What's the point of buying cute prints if we don't get to see them! :winkwink:
You know, I've always wondered the point of printed fitteds for this same reason. Unless you're doing Elimination Communication, you're never gonna see them!


----------



## pinkclaire

Sorry if this has been answered (didn't read the whole thread :blush:) but how long do they take to arrive?


----------



## Char&Bump-x

Usually 10 to 20 days x


----------



## pinkclaire

Char&Bump-x said:


> Usually 10 to 20 days x

Thanks I'm off to go buying good boys prints! Xx


----------



## mommy43

cen4432010 they got a spongebob!


----------



## discoclare

Char&Bump-x said:


> Can't add it to the first one on my iPod but when I get on the pc will add it. I got 6 of the two for £7 ones, they're lovely and soft!

Sarah0108 or Char&Bump-x can you remember who this seller was? The link doesn't work now as the item listed has ended. 

Thanks by the way for a brilliant thread, I am growing a starter stash and have 5 from 97k gallery but am planning to get some more from some of the other sellers.


----------



## Char&Bump-x

I'm gonna look for you now hun x


----------



## Char&Bump-x

Actionone2010 was the seller I bought from x


----------



## discoclare

Char&Bump-x said:


> Actionone2010 was the seller I bought from x

thanks I'll take a look. These were good too? I tried one of the 97k ones today and it did her fine for three hours until bathtime.


----------



## Char&Bump-x

I think all the eBay cheapies are probably made in the same factories cos I can't tell the difference between mine. They're all equally as good x


----------



## sarah0108

Char&Bump-x said:


> Actionone2010 was the seller I bought from x

me too :thumbup:


----------



## NadineW

wow... I'm converted, i dont care about the hassle of doing the washin my baby is going to be a summer baby so will probably spend most of it's time with no bottoms on and these are too cute!! and finally a reasonable price! :) excited about nappies.. what has my life come to??


----------



## Char&Bump-x

NadineW, i practically wet myself when my nappies arrive, don't worry, we're all the same :rofl:


----------



## ummar

Hello ladies,

I'm 23 weeks pregnant. I recently read and participated in a popular thread on 2nd Tri - it was about re-useable diapers. It got me very interested in using reuseables for my baby boy (due March 2011), and I was told the Natural Parenting section has many women who have alot of experience inthis area, so here I am! :)

Stored records:

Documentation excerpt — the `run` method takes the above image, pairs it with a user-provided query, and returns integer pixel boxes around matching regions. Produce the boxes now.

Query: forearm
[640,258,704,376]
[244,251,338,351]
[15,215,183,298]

---

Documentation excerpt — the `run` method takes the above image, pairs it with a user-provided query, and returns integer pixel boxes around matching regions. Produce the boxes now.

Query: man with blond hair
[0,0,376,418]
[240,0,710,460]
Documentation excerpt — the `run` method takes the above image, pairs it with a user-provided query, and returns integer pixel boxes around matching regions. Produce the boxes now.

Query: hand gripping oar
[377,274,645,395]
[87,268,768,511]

● OBJECTIVE:
Retype the part of the cloth nappy thread that begins at the words "What's the point" and stops after "take to arrive?".

● ANSWER IN FULL:
What's the point of buying cute prints if we don't get to see them! :winkwink:
You know, I've always wondered the point of printed fitteds for this same reason. Unless you're doing Elimination Communication, you're never gonna see them!


----------



## pinkclaire

Sorry if this has been answered (didn't read the whole thread :blush:) but how long do they take to arrive?